*Directive*.
Return the records exactly as they are.

*Records for processing*.

===

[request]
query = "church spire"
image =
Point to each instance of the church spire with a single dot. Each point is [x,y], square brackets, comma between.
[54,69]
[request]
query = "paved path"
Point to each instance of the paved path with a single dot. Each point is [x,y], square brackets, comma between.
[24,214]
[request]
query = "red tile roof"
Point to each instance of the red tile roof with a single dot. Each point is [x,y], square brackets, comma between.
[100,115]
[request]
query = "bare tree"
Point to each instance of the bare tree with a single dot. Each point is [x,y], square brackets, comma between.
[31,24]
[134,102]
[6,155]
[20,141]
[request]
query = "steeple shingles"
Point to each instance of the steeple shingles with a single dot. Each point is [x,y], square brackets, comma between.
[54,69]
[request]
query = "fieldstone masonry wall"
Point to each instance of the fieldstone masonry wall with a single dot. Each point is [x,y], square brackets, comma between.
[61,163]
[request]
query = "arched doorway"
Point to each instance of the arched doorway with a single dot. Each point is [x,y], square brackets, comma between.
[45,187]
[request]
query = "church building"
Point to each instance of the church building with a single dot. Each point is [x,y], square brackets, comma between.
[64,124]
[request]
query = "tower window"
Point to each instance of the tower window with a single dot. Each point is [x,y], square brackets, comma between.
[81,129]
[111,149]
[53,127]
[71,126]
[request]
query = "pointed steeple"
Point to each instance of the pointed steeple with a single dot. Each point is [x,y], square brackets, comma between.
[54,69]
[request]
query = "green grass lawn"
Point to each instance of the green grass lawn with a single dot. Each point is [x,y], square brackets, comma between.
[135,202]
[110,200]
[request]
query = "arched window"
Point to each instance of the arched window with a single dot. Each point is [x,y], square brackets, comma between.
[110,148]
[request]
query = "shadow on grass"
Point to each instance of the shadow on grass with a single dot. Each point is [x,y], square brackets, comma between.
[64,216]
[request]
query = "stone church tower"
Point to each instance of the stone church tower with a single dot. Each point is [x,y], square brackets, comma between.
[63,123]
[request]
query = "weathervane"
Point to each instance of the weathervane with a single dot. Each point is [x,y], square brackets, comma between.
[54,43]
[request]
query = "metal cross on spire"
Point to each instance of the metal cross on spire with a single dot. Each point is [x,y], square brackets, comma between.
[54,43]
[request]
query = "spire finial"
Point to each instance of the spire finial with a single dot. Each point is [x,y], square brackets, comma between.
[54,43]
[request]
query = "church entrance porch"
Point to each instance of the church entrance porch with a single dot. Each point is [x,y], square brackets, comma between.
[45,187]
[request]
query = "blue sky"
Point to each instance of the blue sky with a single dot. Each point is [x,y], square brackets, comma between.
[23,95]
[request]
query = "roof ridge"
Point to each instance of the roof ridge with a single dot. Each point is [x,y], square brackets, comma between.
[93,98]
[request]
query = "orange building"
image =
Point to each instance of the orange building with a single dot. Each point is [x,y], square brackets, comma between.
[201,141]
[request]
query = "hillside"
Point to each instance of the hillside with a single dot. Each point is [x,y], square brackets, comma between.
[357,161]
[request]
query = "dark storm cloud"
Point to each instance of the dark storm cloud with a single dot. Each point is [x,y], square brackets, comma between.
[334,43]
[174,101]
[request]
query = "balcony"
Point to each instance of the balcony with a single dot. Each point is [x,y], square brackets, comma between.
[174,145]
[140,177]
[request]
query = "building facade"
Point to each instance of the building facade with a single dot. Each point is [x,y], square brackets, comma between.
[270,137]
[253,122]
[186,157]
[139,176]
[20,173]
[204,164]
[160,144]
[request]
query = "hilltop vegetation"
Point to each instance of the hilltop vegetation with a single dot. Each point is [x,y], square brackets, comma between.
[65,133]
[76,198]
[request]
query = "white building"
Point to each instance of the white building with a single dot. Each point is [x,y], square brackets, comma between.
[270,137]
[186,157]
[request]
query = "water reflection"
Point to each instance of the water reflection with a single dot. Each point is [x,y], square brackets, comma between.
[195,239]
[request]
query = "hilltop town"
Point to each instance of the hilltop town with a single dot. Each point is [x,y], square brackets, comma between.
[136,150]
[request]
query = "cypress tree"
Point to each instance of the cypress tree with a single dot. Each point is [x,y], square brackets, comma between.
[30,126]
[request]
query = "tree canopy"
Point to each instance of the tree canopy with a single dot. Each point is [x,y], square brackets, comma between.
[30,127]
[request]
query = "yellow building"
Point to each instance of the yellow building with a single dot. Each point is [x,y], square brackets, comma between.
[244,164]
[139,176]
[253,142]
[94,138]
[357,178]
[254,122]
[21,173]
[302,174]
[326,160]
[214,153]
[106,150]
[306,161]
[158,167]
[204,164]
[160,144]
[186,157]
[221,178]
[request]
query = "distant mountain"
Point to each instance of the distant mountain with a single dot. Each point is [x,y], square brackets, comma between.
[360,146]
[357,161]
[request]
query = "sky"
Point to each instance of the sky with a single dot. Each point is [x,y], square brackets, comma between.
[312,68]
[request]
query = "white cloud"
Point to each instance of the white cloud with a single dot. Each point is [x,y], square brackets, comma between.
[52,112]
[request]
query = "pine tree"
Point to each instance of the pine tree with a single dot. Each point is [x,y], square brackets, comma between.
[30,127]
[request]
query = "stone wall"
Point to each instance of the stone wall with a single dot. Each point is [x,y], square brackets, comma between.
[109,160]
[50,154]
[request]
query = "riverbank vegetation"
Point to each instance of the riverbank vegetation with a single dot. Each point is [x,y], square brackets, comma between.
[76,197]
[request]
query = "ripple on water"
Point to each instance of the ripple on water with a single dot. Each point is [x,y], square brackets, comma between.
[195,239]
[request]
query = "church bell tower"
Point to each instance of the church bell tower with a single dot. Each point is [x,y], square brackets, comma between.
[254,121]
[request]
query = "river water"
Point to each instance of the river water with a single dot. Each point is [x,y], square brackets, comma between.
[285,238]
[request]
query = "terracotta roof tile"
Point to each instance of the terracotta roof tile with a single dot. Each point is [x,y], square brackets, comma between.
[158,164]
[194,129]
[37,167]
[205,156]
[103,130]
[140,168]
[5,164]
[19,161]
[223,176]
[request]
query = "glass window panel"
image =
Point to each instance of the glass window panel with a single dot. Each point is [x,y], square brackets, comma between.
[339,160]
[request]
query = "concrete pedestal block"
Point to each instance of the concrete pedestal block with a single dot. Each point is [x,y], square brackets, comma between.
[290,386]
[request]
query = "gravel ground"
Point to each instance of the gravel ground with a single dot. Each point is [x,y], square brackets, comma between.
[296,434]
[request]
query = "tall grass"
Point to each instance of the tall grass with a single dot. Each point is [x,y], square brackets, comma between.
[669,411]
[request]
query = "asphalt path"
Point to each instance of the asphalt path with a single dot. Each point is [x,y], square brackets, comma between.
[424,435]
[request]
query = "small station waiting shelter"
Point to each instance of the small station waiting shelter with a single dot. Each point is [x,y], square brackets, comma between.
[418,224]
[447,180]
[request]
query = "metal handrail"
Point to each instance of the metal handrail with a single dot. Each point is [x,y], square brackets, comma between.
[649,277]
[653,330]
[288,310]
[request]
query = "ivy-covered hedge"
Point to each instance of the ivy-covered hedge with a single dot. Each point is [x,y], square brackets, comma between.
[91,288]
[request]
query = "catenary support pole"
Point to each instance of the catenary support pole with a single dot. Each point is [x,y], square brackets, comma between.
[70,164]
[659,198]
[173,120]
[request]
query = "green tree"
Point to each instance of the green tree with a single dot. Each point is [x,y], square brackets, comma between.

===

*The solution*.
[request]
query = "church spire"
image =
Point to each instance of the church spire with a single dot. Each point is [x,y], square brackets, comma between.
[54,69]
[request]
query = "paved path"
Point to each instance of the paved path with a single dot. Each point is [x,y], square brackets, comma between.
[24,214]
[request]
query = "red tile roof"
Point to each instance of the red tile roof with a single dot. Each point is [x,y], square brackets, comma between.
[100,115]
[request]
query = "bare tree"
Point to each instance of the bare tree with a single dot. Each point is [x,y], square brackets, comma between.
[31,24]
[134,102]
[6,155]
[20,141]
[request]
query = "steeple shingles"
Point to each instance of the steeple shingles with a single dot. Each point is [x,y], square brackets, comma between.
[54,69]
[request]
query = "fieldstone masonry wall"
Point to each instance of the fieldstone masonry wall with a single dot. Each point is [x,y], square brackets, comma between.
[61,163]
[request]
query = "arched doorway"
Point to each instance of the arched doorway with a single dot. Each point is [x,y], square brackets, comma between.
[45,187]
[request]
query = "church building"
Point to each instance of the church building with a single dot. Each point is [x,y], square brackets, comma between.
[64,124]
[request]
query = "tower window"
Point to each instance of the tower window with a single dot. Each point is [x,y], square brackets, comma between.
[81,129]
[111,149]
[53,127]
[71,126]
[request]
query = "pointed steeple"
Point to each instance of the pointed steeple with a single dot. Each point is [x,y], square brackets, comma between.
[54,69]
[request]
query = "green grass lawn"
Point to each instance of the green grass lawn with a single dot. Each point is [x,y], square brackets, comma between.
[135,202]
[110,200]
[request]
query = "arched window"
Point to each instance of the arched window with a single dot. Each point is [x,y], square brackets, comma between.
[110,148]
[request]
query = "shadow on grass"
Point to each instance of the shadow on grass with a single dot. Each point is [x,y], square brackets, comma between.
[64,216]
[request]
query = "stone church tower"
Point to each instance of the stone church tower with a single dot. Each point is [x,y], square brackets, comma between.
[63,123]
[request]
query = "weathervane"
Point to each instance of the weathervane with a single dot. Each point is [x,y], square brackets, comma between.
[54,43]
[request]
query = "metal cross on spire"
Point to each instance of the metal cross on spire with a single dot. Each point is [x,y], square brackets, comma between.
[54,43]
[request]
query = "spire finial"
Point to each instance of the spire finial with a single dot. Each point is [x,y], square brackets, comma between.
[54,43]
[request]
query = "church entrance porch"
Point to each instance of the church entrance porch with a single dot. Each point is [x,y], square brackets, comma between.
[45,187]
[request]
query = "blue sky"
Point to each instance of the blue sky with a single dot. Each point is [x,y], square brackets, comma between.
[23,95]
[request]
query = "roof ridge"
Point to each instance of the roof ridge with a single dot. Each point is [x,y], square brackets, comma between.
[93,98]
[request]
query = "orange building"
image =
Point to each instance of the orange building with a single dot. Each point is [x,y], square brackets, comma between.
[201,141]
[request]
query = "hillside"
Point to each instance of the hillside with a single dot. Each point is [x,y], square brackets, comma between.
[357,161]
[request]
query = "dark storm cloud"
Point to each instance of the dark storm cloud with a single dot. Each point is [x,y], square brackets, comma between.
[334,43]
[174,101]
[request]
query = "balcony"
Point to each instance of the balcony with a single dot. Each point is [x,y], square brackets, comma between.
[174,145]
[140,177]
[request]
query = "building facade"
Point to each instance of the building facade with a single dot. Each point is [x,y], square brackets, comma between.
[270,137]
[253,122]
[186,157]
[139,176]
[20,173]
[204,164]
[160,144]
[request]
query = "hilltop vegetation"
Point to each instance of the hilltop vegetation with a single dot. Each point is [x,y], square brackets, comma between.
[65,133]
[76,198]
[request]
query = "white building"
Point to each instance of the white building with a single dot. Each point is [x,y], square brackets, comma between.
[270,137]
[186,157]
[request]
query = "water reflection"
Point to each instance of the water reflection with a single dot. Each point is [x,y], square brackets, comma between.
[195,239]
[request]
query = "hilltop town"
Point to each instance of the hilltop town with a single dot. Each point is [x,y], square brackets, comma between.
[136,150]
[request]
query = "cypress tree"
Point to each instance of the cypress tree with a single dot. Each point is [x,y], square brackets, comma between.
[30,126]
[request]
query = "tree canopy"
Point to each instance of the tree canopy with a single dot. Each point is [x,y], square brackets, comma between.
[30,127]
[request]
query = "yellow building"
Point to each instance of the yellow building with a single dot. Each point is [x,y], square brackets, comma between.
[244,164]
[139,176]
[253,142]
[94,138]
[357,178]
[254,122]
[21,173]
[302,174]
[326,160]
[214,153]
[106,150]
[306,161]
[158,167]
[204,164]
[160,144]
[186,157]
[221,178]
[request]
query = "distant mountain"
Point to each instance of the distant mountain with a single dot. Each point is [x,y], square brackets, comma between.
[360,146]
[357,161]
[request]
query = "sky"
Point to each instance of the sky with a single dot. Each point is [x,y], square brackets, comma between.
[312,68]
[request]
query = "white cloud"
Point to each instance of the white cloud with a single dot. Each point is [x,y], square brackets, comma between.
[52,112]
[request]
query = "pine tree"
Point to each instance of the pine tree with a single dot. Each point is [x,y], square brackets, comma between.
[30,127]
[request]
query = "stone wall"
Point to each instance of the stone wall with a single dot. Each point is [x,y], square brackets, comma between.
[109,160]
[50,154]
[request]
query = "riverbank vegetation"
Point to each instance of the riverbank vegetation with a single dot. Each point is [x,y], square brackets, comma between.
[76,197]
[request]
query = "ripple on water"
Point to each instance of the ripple on water with a single dot. Each point is [x,y], square brackets, comma between.
[195,239]
[request]
query = "church bell tower"
Point to each instance of the church bell tower with a single dot. Each point is [x,y], square brackets, comma between.
[254,121]
[request]
query = "river water"
Point to each instance of the river water with a single dot. Each point is [x,y], square brackets, comma between.
[285,238]
[request]
query = "terracotta roof tile"
Point to each instance of the terracotta roof tile with a single dot. Each point is [x,y], square brackets, comma between.
[158,164]
[194,129]
[37,167]
[205,156]
[103,130]
[140,168]
[5,164]
[19,161]
[223,176]
[request]
query = "glass window panel"
image =
Point to each instance of the glass window panel with a single dot. Each point is [x,y], square brackets, comma between.
[339,160]
[request]
query = "concrete pedestal block"
Point to each instance of the concrete pedestal block with a single dot. Each point is [x,y], square brackets, comma between.
[290,386]
[request]
query = "gravel ground"
Point to each instance of the gravel ground with a single dot. Each point is [x,y], square brackets, comma between.
[296,434]
[request]
query = "tall grass"
Point to each instance of the tall grass with a single dot. Each point is [x,y], square brackets, comma between.
[669,411]
[request]
query = "asphalt path"
Point to each instance of the asphalt path with a single dot. Each point is [x,y], square brackets, comma between.
[424,435]
[request]
query = "small station waiting shelter"
Point to each instance of the small station waiting shelter with a single dot. Each point is [x,y], square brackets, comma between.
[418,224]
[447,180]
[request]
query = "metal handrail"
Point to each instance of the metal handrail with a single dot. Each point is [x,y], square brackets, comma between.
[649,277]
[653,330]
[288,310]
[request]
query = "ivy-covered hedge"
Point to each instance of the ivy-covered hedge with a single dot. Each point is [x,y], square brackets, comma between.
[91,288]
[request]
query = "catenary support pole"
Point to each instance of the catenary support pole with a single dot. Each point is [x,y], square brackets, comma between.
[70,164]
[659,198]
[173,120]
[request]
query = "green tree"
Point to each instance of the green tree with a single dot. Each point is [x,y], square brackets, comma between.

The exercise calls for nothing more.